**Data lines**
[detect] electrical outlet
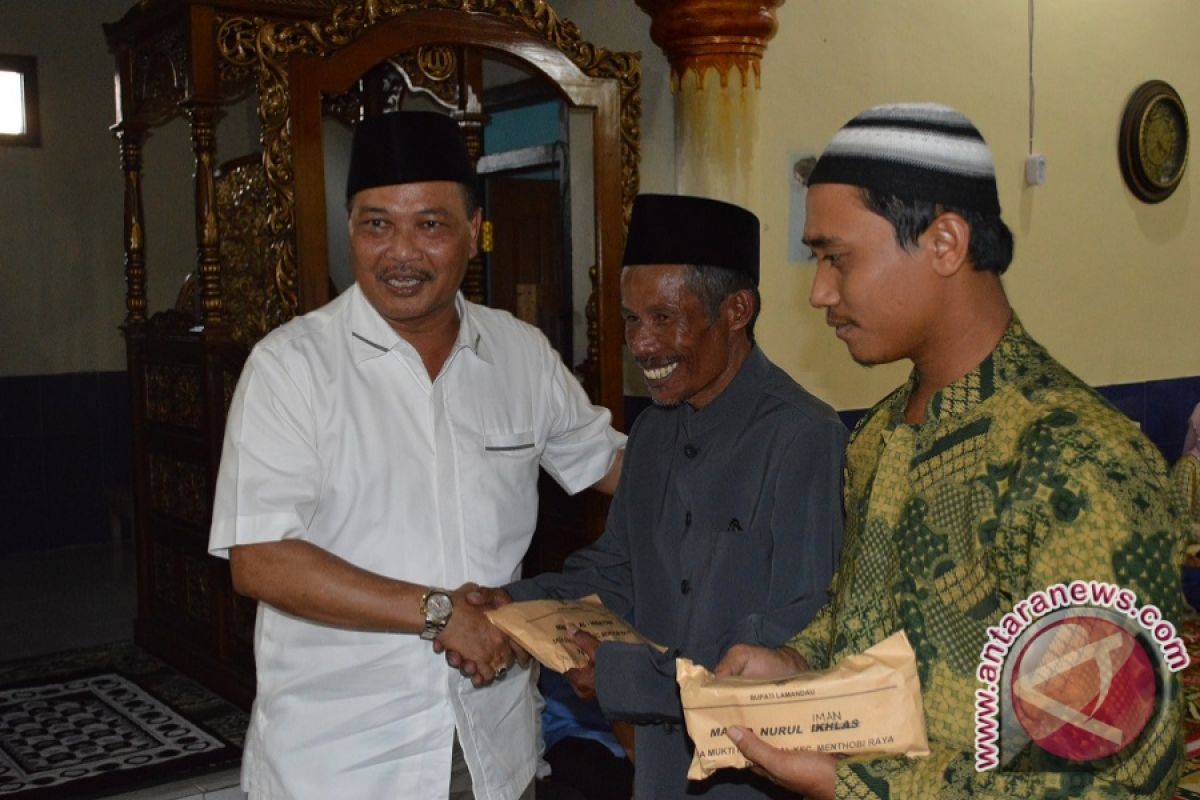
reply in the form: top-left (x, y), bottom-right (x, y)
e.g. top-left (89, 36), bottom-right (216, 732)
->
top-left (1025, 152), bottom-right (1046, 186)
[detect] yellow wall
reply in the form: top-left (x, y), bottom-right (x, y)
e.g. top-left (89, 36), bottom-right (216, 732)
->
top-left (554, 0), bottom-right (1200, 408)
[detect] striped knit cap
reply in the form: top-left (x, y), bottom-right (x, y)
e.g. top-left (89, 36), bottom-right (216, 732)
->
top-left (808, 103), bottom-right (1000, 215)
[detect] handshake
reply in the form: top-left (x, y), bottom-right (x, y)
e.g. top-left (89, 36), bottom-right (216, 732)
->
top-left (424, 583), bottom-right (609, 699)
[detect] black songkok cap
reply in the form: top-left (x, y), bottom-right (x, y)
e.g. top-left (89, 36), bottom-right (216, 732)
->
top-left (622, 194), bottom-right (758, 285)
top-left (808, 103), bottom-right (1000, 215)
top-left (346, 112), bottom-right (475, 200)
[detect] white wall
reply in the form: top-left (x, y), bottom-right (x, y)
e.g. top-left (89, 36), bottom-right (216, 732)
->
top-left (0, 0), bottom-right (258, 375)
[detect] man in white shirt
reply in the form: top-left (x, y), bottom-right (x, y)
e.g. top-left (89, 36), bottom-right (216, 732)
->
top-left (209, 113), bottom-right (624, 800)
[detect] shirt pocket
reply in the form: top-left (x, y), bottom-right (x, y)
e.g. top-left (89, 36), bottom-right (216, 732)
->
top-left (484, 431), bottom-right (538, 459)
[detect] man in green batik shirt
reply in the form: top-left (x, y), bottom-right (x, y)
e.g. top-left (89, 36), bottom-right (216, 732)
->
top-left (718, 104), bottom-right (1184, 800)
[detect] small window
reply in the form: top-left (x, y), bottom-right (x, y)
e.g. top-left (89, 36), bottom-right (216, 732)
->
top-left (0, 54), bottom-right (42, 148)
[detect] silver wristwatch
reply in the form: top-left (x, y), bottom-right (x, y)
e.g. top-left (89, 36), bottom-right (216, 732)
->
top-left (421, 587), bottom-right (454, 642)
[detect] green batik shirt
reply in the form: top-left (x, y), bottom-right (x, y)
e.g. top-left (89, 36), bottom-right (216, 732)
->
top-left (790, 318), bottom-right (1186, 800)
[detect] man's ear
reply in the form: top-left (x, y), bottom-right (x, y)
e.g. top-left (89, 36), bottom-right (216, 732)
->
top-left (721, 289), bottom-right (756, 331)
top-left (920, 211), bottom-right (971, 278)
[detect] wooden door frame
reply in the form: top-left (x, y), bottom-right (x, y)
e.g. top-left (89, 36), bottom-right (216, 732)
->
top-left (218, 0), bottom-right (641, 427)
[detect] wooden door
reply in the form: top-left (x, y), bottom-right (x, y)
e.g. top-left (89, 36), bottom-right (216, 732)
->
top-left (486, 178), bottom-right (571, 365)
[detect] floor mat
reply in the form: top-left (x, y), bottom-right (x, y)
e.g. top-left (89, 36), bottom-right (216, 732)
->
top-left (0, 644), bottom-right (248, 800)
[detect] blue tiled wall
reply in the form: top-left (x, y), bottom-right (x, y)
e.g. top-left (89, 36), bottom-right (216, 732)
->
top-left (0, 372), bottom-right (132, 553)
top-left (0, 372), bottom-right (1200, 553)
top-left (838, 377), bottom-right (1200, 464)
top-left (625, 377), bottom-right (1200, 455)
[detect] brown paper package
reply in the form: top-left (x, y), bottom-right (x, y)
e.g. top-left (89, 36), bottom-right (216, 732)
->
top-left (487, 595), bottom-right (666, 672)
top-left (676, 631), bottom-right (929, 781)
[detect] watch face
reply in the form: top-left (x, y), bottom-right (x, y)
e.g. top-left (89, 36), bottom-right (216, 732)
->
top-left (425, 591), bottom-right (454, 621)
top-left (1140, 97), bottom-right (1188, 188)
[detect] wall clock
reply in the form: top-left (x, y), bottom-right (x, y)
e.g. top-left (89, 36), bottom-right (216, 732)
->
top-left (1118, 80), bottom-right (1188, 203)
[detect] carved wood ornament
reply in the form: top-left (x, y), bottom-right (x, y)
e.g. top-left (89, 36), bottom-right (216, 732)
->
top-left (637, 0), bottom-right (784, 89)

**What to produce**
How many lines in the entries above contain the word "wooden"? Case matters, and reply with the number alone.

**Written solution**
2